What you will do:
(A) In the Elasticsearch cluster bug thread, what happened when a test index was spread across 2 sites of 4 nodes each?
(B) Please continue the Elasticsearch cluster bug thread from its final comment, writing the next part that follows it.

# start of Document passage

751171 - build distributed ES cluster

Reporter

Description

•

12 years ago

I'm not sure if ES has the concept of "local vs remote" but if it does we should make sure that it understands the difference between the 4 nodes that will be in SCL3 and the 4 nodes in PHX1.

We have the 4 nodes in SCL3 already kickstarted, elasticsearch[1-4].amopod1.addons.scl3

the 4 matching nodes in phx1 have hit a delay in racking that would put too much of a delay in this proof of concept so we are going to use some lesser-ram nodes to test with for now, and then swap those out for the prod nodes in a few weeks.  Filed 751169 to have those done.

Daniel Maher [:phrawzty]

Assignee

Updated

•

12 years ago

Severity: normal → major

Status: NEW → ASSIGNED

Daniel Maher [:phrawzty]

Assignee

Comment 1

•

12 years ago

WIP.

Daniel Maher [:phrawzty]

Assignee

Comment 2

•

12 years ago

Preliminary tests of site-awareness are positive; a test index spread across 2 sites of 4 nodes each was balanced correctly.  Further tests of shard/replica combinations are forthcoming, and following that: performance testing.

# end of Document passage
# start of Dataset content

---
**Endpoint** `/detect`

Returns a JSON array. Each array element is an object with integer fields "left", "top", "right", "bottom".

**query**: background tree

# end of Dataset content

Results for each task:
(A) It was balanced correctly.

(B)
Daniel Maher [:phrawzty]

Assignee

Comment 3

•

12 years ago

The cluster is with four nodes each at SCL3 and PHX1.  ES will automatically spread the shards with respect to the two sites, and given an appropriate combination of shards and replicas, it is possible to create indices with different levels of redundancy with respect to data centre and node loss.

Daniel Maher [:phrawzty]

Assignee

Comment 4

•

12 years ago

06:22:10 <@cshields> can you sync up with jason and oremj - get the amo stage environment to use this new cluster for testing

Jason Thomas [:jason]

Comment 5

•

12 years ago

I think we need to raise the number of open file limits for the elastic search instances on these hosts:

java.io.IOException: Too many open files
	at sun.nio.ch.ServerSocketChannelImpl.accept0(Native Method)
	at sun.nio.ch.ServerSocketChannelImpl.accept(ServerSocketChannelImpl.java:163)
	at org.elasticsearch.common.netty.channel.socket.nio.NioServerSocketPipelineSink$Boss.run(NioServerSocketPipelineSink.java:227)
	at org.elasticsearch.common.netty.util.internal.DeadLockProofWorker$1.run(DeadLockProofWorker.java:42)
	at java.util.concurrent.ThreadPoolExecutor.runWorker(ThreadPoolExecutor.java:1110)
	at java.util.concurrent.ThreadPoolExecutor$Worker.run(ThreadPoolExecutor.java:603)
	at java.lang.Thread.run(Thread.java:679)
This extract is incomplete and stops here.